TEXTO APRESENTADO »
Foi o fascínio pelo vodu — instigado pelo cinema de Hollywood — que o conduziu até Akodessawa. "Existe uma percepção negativa relativamente ao vodu no Ocidente", refere. "Essa foi fomentada por estereótipos e más interpretações que, desde o tempo colonial, foram difundidos sobretudo por missionários para legitimar as conversões ao cristianismo", explica o italiano. "O vodu é uma prática através da qual as pessoas tentam domesticar a natureza, admitindo a impossibilidade do seu controlo absoluto." Tem a mesma função de uma oração no contexto do Cristianismo. "O sacrifício é uma ferramenta necessária para iniciar o diálogo com o mundo não-humano. Enquanto que, no Cristianismo, o sangue é invocado como ideia, no vodu, o sangue é uma experiência sensitiva e, como tal, deve conter a energia vital da sua vítima."
Por isso, não é de espantar que os artefactos que se encontram em Akodessawa reflictam a "busca obsessiva do vodu por materiais crus". Sobretudo partes de animais. Mortos. De cobras, camaleões, gatos, cães, tartarugas, escorpiões, crocodilos, ratazanas, macacos, antílopes, elefantes, mochos, águas, hienas, cabras, morcegos, búfalos e peixes de muitas espécies. Há também álcool e elixires, mas o ingrediente principal é o sangue. Todos, afinal, fazem parte de receitas e rituais e medicamentos tradicionais. Merlini deixa alguns exemplos: camaleões secos e estrelas do mar misturadas com cabeças de papagaio transformadas em pó e misturadas com mel; uma toma diária fortalece a inteligência e a memória. Gatos e mochos em pó misturados com sangue são a receita de uma vacina contra a bruxaria. Peles de crocodilo, cobra, leão, leopardo e de outros animais são maceradas até se tornarem líquidas; beber a poção protege contra a magia negra. Lagartos secos são amuletos de amor. Carapaças e patas de tartaruga em pó são usadas para produzir medicação para a asma.
As receitas variam consoante o sacerdote vodu ("sofo", na língua local), assim como o seu efeito. "Não esperava encontrar também animais vivos", comenta o fotógrafo. "Só passados alguns dias é que começaram a mostrar-me os camaleões vivos, os escorpiões, os porcos-espinhos, as cobras, aves e outros animais. Normalmente mantêm-nos fechados dentro das barracas de metal. A sua presença suscita muitas questões relacionadas com crueldade e contrabando de animais que pertencem a espécies raras e protegidas."

DADOS DE ENTRADA »
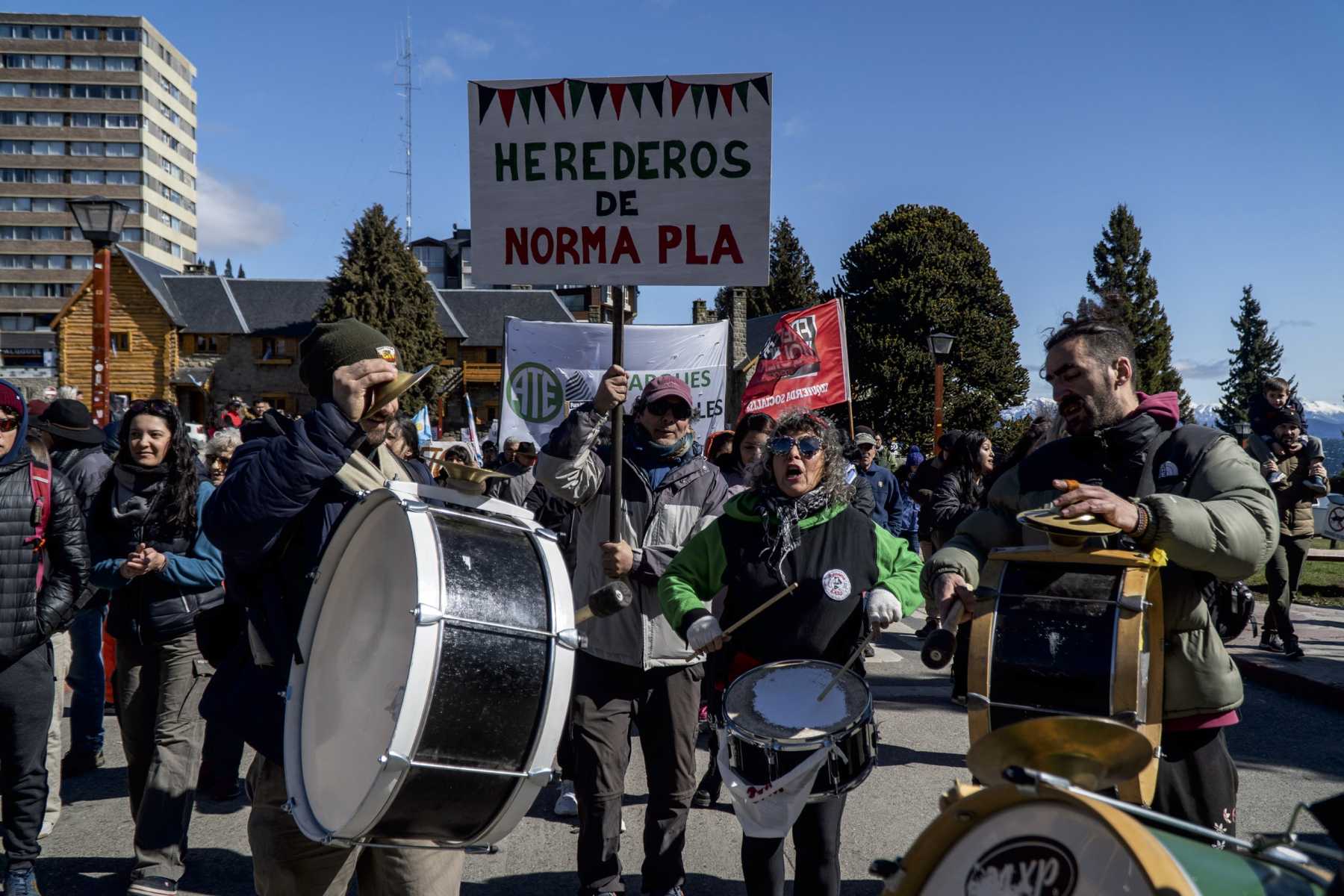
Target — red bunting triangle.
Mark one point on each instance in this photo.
(678, 93)
(558, 94)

TAREFA »
No texto sobre o vodu em Akodessawa, por favor, qual é o nome que se dá ao sacerdote vodu na língua local? Os dados provêm de uma fonte diferente da do texto.

RESPOSTA »
Na língua local, o sacerdote vodu chama-se "sofo".